## AIM OF THE TASK
Locate each line in the records below that contains the word "instance", and copy those lines out in full.

## PROVIDED ENTRIES

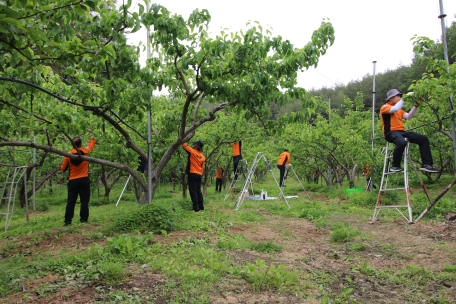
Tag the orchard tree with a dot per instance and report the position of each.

==

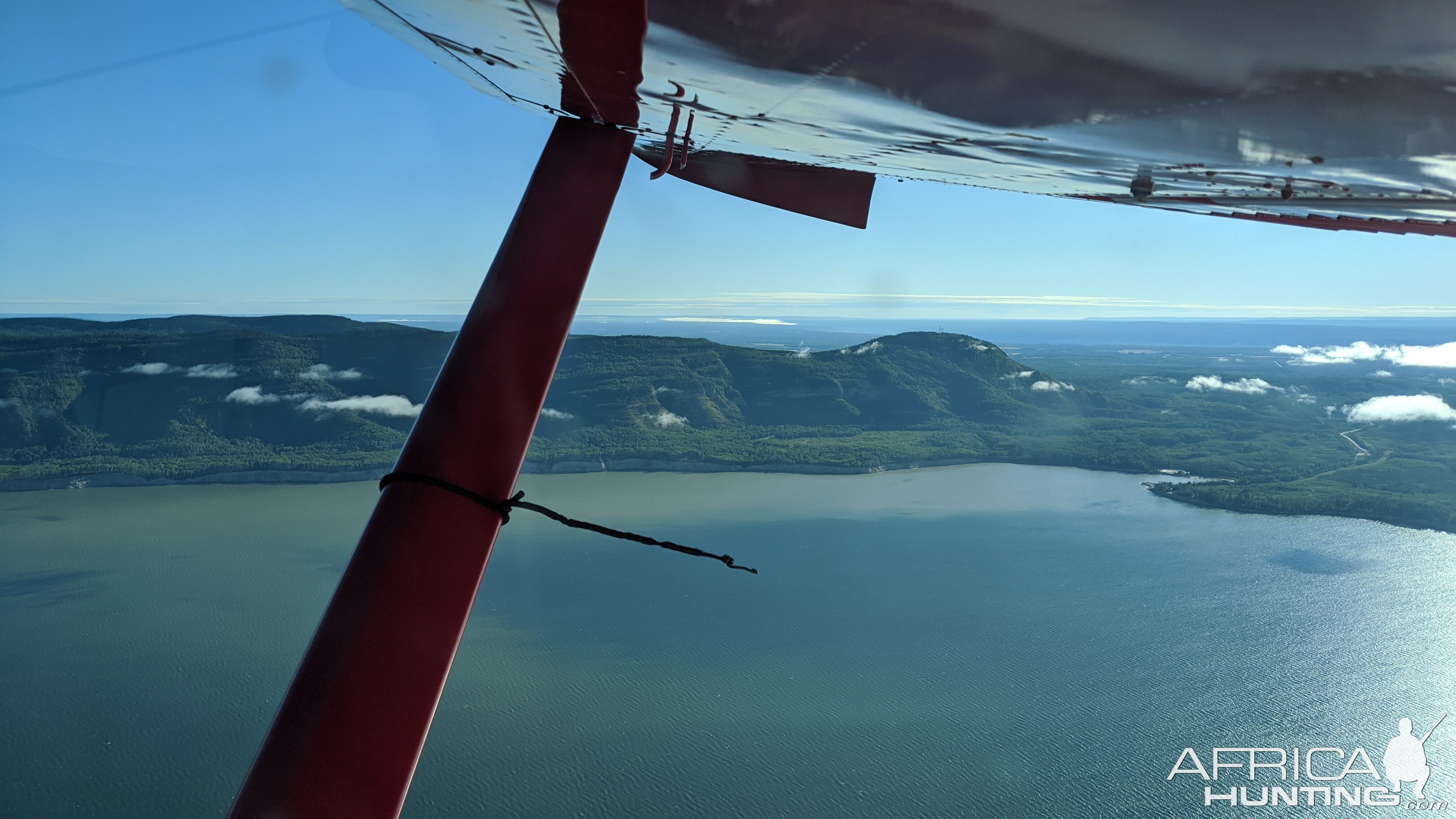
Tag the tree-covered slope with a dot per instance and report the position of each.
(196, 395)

* * *

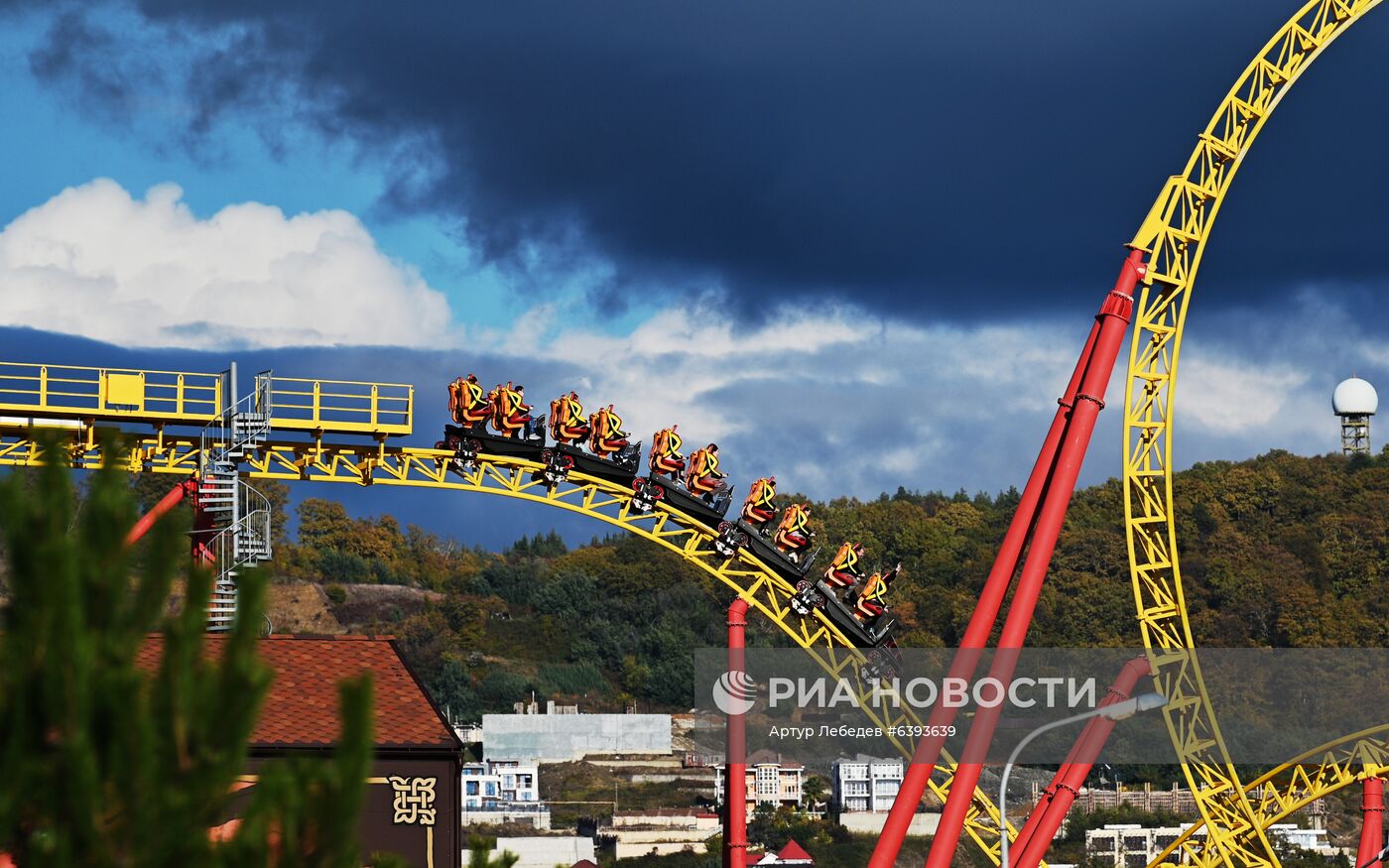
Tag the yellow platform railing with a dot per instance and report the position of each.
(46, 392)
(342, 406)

## CORRECT ANSWER
Tag the orchard tree with a dot per instance and report the position of each.
Tag the tree-covered slope with a dot per instance and report the position of each.
Tag the yellow platform railing with a dot per instance and report the position of each.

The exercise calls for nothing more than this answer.